WORK TO COMPLETE: Which lines below contain the word "motorcyclist"? Pick out each one and copy it in full.

───── TASK INPUT ─────

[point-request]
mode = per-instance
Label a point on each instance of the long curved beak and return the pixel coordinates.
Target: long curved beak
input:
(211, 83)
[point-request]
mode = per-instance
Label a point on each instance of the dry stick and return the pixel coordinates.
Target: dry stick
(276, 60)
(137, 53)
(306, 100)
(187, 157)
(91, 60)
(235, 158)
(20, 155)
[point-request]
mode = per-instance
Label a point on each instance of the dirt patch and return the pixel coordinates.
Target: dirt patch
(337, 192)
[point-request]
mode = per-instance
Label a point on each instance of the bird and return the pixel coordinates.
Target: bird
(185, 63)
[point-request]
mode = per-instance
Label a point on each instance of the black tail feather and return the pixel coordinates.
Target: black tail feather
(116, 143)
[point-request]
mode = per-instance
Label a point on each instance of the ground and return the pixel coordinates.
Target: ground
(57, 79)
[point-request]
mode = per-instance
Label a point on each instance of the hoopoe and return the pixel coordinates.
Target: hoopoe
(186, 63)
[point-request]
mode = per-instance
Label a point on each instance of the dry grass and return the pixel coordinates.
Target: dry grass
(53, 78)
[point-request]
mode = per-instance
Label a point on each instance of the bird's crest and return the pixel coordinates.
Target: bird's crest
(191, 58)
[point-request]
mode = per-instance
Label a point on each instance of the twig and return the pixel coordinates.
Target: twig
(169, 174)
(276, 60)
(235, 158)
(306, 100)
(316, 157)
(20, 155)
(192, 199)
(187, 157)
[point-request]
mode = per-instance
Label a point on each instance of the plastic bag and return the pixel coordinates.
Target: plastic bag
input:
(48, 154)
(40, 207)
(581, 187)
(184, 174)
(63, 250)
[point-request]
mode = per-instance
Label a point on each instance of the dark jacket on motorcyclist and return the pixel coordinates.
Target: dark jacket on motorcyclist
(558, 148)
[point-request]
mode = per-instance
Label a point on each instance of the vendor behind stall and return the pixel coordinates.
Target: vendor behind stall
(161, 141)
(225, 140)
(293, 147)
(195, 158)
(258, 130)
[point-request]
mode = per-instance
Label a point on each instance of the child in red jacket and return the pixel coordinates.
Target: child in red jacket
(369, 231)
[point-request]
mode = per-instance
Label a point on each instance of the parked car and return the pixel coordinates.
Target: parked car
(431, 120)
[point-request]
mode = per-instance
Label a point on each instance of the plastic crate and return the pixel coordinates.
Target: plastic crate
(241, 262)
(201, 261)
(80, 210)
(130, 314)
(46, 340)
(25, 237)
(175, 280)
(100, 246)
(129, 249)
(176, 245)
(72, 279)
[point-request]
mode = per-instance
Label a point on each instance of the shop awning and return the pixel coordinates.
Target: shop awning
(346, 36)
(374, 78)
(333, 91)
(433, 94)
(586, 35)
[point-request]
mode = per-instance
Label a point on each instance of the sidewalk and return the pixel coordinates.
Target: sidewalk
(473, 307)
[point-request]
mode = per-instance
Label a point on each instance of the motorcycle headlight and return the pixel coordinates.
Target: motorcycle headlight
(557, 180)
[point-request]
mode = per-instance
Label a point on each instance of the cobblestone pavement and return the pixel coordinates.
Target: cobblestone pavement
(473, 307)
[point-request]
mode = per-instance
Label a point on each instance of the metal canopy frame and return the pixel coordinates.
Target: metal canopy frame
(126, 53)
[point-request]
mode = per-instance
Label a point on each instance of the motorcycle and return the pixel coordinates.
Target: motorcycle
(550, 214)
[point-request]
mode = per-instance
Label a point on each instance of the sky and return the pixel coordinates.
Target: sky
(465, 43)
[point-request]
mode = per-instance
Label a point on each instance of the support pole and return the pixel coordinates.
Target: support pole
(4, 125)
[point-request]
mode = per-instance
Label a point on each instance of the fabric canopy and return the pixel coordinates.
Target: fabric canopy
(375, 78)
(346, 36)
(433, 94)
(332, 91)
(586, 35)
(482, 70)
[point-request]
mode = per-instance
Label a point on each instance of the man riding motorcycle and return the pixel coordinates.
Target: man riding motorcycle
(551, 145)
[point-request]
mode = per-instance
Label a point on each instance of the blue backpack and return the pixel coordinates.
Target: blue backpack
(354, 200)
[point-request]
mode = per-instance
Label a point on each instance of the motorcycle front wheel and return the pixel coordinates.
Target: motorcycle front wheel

─────

WRITTEN RESPONSE:
Label a point on each instance of the dark jacket on motorcyclist and return the pixel coordinates.
Target: dark jacket on motorcyclist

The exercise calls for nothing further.